▸ **Document passage**
There's no reason for me to post the following email message from US Rep. Dennis Kucinich other than the fact I was a HUGE fan of Roy Rogers when I was a child. And apparently, so too is Kucinich (or whoever writes his email pronouncements.)
For an extended period of time in my idyllic youth, I insisted everyone call me Roy. And I wore a cowboy hat virtually 24-7. I called one of my parent's best friends, who visited us frequently from Up North, "Gabby" -- after Roy's grizzled sidekick. I went to the Houston Fat Stock Show & Rodeo in the Sam Houston Coliseum to see him and Dale and Trigger. And I watched The Roy Rogers Show whenever it came on the black & white TV, to the chagrin of my older sister, who much preferred The Mickey Mouse Club, which I think was televised at the same time.
What does this have to do with the current devate over Universal Health Care? No idea. I have little understanding of how the current health system works, as in, who're the Bad Guys and who're the Good Guys. Not a clue!
But Dennis Kucinich thinks he knows and here's what he has to say:
The Senate cannot pass a health care bill with a public option. The House cannot pass a bill without one. The public wants a public option. The insurance industry wants a private mandate. The White House is in trouble on this and is calling upon the Senate to find a way out of this dark passage.
So, Boys and Girls, return with us now as the Senators will take a page from out of the old West. They are going to do what cowboy hero Roy Rogers did when he got in a jam: Call for Trigger, the Golden Palomino. Trigger, the trusty steed who rode to glory against those phantom cattle rustlers who sold insurance against physical harm, provided however that the small town marks bought the stolen beef.

▸ **Dataset section**
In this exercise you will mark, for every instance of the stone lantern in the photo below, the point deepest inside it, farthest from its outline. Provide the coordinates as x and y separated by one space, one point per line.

▸ **Exercise**
Continue the blog post about Roy Rogers and Dennis Kucinich's health care email, starting right after its final sentence.

▸ **Written response**
In this scene Trigger will come off his mount of glory at the Roy Rogers and Dale Evans Museum in Branson, Missouri and gallop to the mount of glory on Capitol Hill, rear up a dazzling 24ft, and by his sheer electrifying presence rescue the US Senate and the Administration from today's rustlers.
It is Washington, DC, so they promptly slap on a confused Trigger a corporate blanket with corporate logos from insurance companies: Pre-Existing Trigger. Lower Cost Trigger. Patient Access Trigger. The Senators will jump on this horse and ride straight for the sunset. Giddy-up Trigger, past that broken down Public Option dray horse. Gallop into the conference committee with full force. Charge!
I am carried away by prospect of rescue by the one horse I can believe in. Sadly, Trigger will never save us from the rustlers. He'll just stand there, mounted, in all of his spectacular equine power ever poised to spring into action, ever ready to hustle out the rustlers, or something like that.